====== DATA PROVIDED

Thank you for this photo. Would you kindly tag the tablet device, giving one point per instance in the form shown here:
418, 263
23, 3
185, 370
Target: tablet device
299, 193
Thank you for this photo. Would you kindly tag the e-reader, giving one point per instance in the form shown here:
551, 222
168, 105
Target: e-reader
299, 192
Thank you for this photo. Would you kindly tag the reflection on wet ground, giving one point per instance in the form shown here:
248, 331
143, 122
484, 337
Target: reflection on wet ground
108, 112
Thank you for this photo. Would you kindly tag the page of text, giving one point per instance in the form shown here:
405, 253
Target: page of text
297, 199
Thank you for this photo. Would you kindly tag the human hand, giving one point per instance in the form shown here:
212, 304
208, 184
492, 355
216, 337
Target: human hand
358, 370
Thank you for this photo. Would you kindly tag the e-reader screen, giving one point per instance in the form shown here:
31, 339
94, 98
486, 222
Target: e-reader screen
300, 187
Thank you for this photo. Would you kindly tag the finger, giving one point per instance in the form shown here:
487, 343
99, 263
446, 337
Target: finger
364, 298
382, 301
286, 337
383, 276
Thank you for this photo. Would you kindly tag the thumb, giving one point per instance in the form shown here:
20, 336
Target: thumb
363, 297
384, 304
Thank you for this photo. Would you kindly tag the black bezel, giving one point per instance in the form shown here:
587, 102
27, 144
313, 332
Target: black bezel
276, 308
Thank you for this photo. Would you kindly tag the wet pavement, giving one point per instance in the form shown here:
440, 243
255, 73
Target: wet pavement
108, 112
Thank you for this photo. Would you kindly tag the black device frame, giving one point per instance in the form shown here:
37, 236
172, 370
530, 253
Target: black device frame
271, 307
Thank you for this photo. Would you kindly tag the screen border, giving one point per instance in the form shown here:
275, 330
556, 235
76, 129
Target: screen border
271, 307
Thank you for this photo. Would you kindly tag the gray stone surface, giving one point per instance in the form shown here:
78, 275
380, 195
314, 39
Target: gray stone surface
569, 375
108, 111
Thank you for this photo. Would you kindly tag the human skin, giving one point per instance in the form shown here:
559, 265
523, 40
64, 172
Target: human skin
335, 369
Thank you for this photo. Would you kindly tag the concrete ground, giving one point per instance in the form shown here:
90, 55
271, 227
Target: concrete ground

============

THE TASK
Reproduce the entries above in full, verbatim.

RESULT OF THE EXERCISE
Thank you for this photo. Would you kindly tag the tablet device, giving one point per instance in the form shown here:
418, 263
23, 3
185, 370
Target: tablet device
299, 193
Thank you for this photo. Would you kindly tag the e-reader, giving one point per instance in the form shown here:
551, 222
168, 105
Target: e-reader
299, 192
Thank you for this photo. Would you kindly tag the reflection on wet ground, giving one point per instance in the form shown here:
248, 331
143, 122
484, 337
Target: reflection on wet ground
108, 112
Thank you for this photo. Would you kindly tag the page of text, giving one point per instance in the form shown here:
405, 253
Target: page of text
297, 199
Thank you for this photo. Would you kindly tag the human hand, giving one point per instance in the form shown here:
212, 304
208, 184
492, 355
216, 337
Target: human hand
358, 370
Thank you for this photo. Would you kindly tag the e-reader screen, giving one point per instance in the form shown here:
31, 339
94, 98
486, 222
Target: e-reader screen
300, 187
Thank you for this photo. Would you kindly tag the finger, giving one point per instance in the form shown here:
487, 343
99, 263
446, 337
Target: finger
364, 298
382, 301
286, 337
383, 276
Thank you for this photo. Would you kindly tag the thumb, giving one point per instance in the form shown here:
20, 336
Target: thumb
363, 297
384, 304
Thank you for this photo. Would you kindly tag the black bezel, giving one point per instance in the form shown here:
587, 102
27, 144
313, 332
Target: black bezel
276, 308
Thank you for this photo. Would you kindly tag the wet pavement, giving one point per instance in the form shown here:
440, 243
255, 73
Target: wet pavement
108, 112
Thank you for this photo. Would you kindly tag the black device frame, giving one point per instance in the form shown here:
37, 236
172, 370
530, 253
Target: black device frame
271, 307
Thank you for this photo. Would you kindly tag the screen border, giving one point per instance in the form shown here:
275, 330
556, 235
76, 129
Target: screen border
271, 307
Thank you for this photo. Would you kindly tag the gray stone surface, giving one point per instance in the form shown here:
78, 275
380, 195
314, 39
Target: gray stone surface
569, 375
108, 111
Thank you for this photo. Would you kindly tag the human skin, giving one point per instance in the form shown here:
559, 265
523, 40
64, 172
Target: human skin
335, 369
Thank you for this photo. Would you kindly tag the concrete ground, giving one point per instance in the form shown here:
90, 55
271, 227
Target: concrete ground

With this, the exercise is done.